- **À faire**: Reprenez la discussion de forum sur les critères de choix d'une souris et prolongez-la après sa dernière phrase.

Salut, comme à chaque fois qu'il y a un test sur les souris, je me fais la réflexion que certains critères qui sont pour moi essentiels ne sont même pas mentionnés. Peut-être suis-je le seul pour qui ils ont de l'importance?

1) Lorsque je pose une main à plat sur la table sans rien faire de spécial, mes doigts sont écartés naturellement d'environ 12 mm. Je peux les écarter plus ponctuellement mais c'est inconfortable de le faire dans la durée. Il y a donc pour mois deux catégories de souris: 
 - celles avec la grosse molette au milieu
 - celles qui respectent l'écartement naturel des doigts en ayant des boutons gauche et droit suffisamment proches l'un de l'autre.
Celles de la première catégories elles peuvent avoir 16.000 DPI et tout ce qu'on veut, je leur donnerai toujours 0.

2) La dureté du clic. Ca devrait être mesurable et quantifiable. Toutes les souris ne nécessitent pas le même appui. Et celles pour lesquelles il faut appuyer beaucoup sont les plus fatigantes. Ca encore ça devrait être mentionné

3) La taille. Personnellement je préfère avoir le poignet immobile et bouger juste la main. Ca nécessite un mulot de taille moyenne ou petite.

Bon comme les testeurs se moquent visiblement de ces critères (pas faciles non plus à trouver sur les boutiques) je passe mon temps à renvoyer des souris lorsque j'en veux une nouvelle.

----------


## gros_bidule

Je me fais les mêmes réflexions.
A une époque on insistait même sur le type de prise en main (pleine paume, en serrr, etc).
A vrai dire, ces tests sélections font parties des quelques pages que je zappe complètement désormais.
Toutefois, je reconnais que le sujet est complexe et demanderait beaucoup de temps et de pages pour satisfaire un maximum de gens, donc je préfère l'accepter et aller chercher l'info ailleurs. Ce n'est pas grave, 90% du mag me plaît toujours  ::): .

- **Données enregistrées**:

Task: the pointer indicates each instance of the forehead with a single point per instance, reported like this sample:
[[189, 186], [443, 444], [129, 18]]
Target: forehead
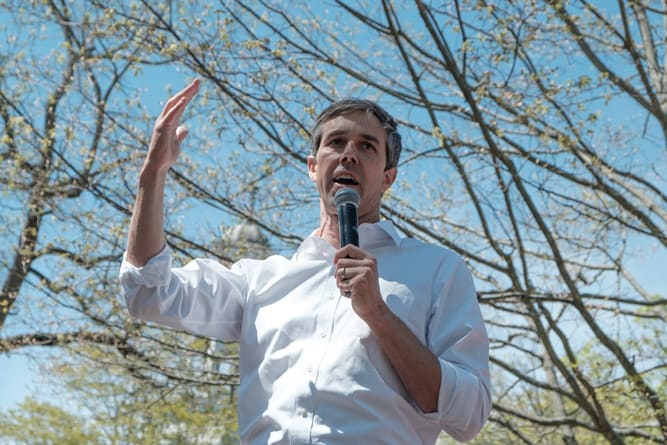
[[358, 123]]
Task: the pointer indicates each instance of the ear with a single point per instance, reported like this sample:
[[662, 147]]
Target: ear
[[389, 178], [312, 167]]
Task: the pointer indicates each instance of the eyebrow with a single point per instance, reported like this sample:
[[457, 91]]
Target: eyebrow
[[366, 136]]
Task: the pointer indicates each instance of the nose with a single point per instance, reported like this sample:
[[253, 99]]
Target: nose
[[349, 154]]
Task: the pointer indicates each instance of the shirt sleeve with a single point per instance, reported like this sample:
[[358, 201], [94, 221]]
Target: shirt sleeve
[[456, 334], [204, 297]]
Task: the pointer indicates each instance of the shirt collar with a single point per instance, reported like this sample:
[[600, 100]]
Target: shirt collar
[[380, 234]]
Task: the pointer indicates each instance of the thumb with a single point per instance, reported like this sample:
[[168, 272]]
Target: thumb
[[181, 133]]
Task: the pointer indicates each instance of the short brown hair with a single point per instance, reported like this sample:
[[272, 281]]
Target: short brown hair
[[348, 105]]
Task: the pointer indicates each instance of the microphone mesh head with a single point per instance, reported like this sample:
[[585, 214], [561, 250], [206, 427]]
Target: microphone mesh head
[[346, 196]]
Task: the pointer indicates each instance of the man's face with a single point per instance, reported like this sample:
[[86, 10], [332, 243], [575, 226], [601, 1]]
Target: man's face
[[352, 153]]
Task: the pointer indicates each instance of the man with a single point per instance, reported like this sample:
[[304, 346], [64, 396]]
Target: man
[[378, 344]]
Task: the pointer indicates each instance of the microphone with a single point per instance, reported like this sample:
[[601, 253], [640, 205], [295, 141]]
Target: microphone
[[347, 202]]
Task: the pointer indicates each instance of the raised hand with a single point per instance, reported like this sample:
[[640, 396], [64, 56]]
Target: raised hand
[[168, 134]]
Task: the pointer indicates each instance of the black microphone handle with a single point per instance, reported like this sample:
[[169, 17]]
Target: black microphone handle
[[347, 223]]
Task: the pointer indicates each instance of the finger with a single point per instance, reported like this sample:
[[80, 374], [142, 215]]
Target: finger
[[181, 133], [176, 105]]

- **Réponse**:
La seule fois où j'ai lu ces tests avec (grand) intérêt, c'était lors d'un dossier sur le sujet. Celui qui justement rappelait les types de prises en main, etc.

C'est comme la fiabilité des souris sélectionnées : on n'en parle pas, alors que nombre de canards se plaignent de la durée de vie plus que limite de certaines grandes marques orientée gaming. Cela mériterait d'être mentionné, surtout quand le mulot coûte plus de 50€.

Et certains partis-pris qui, à mon goût (c'est bien là que c'est problématique : c'est subjectif, mais aussi culturel), donnent de mauvais conseils. Par exemple le coup de la souris filaire pas faite pour le gaming, ou la quasi obligation d'avoir un capteur avec plein de DPI. Je sais, on en a déjà discuté, et je ne suis pas d'accord. On trouve de très bonnes souris optiques (le laser, quelle blague, qui décroche avec un tapis de souris même à 5€ ?) filaires ou sans-fil avec un faible dpi, non gaming, mais qui permettent de fragger comme de oufs ; après tout il faut déjà avoir un super haut niveau pour vraiment avoir besoin d'une souris de luxe (c'est comme Kevin, 7 ans et footeux, qui veux à tout prix les baskets de son joueur préféré). Mais non, le discours officiel c'est toujours de laisser entendre qu'il faut une souris très réactive. je dis bullshit marketing.
Si on cherche de vraies super souris réactves, on arrête l'USB et on passe en PS/2 (en plus le CPU dira merci). Je sais, c'est pas sexy.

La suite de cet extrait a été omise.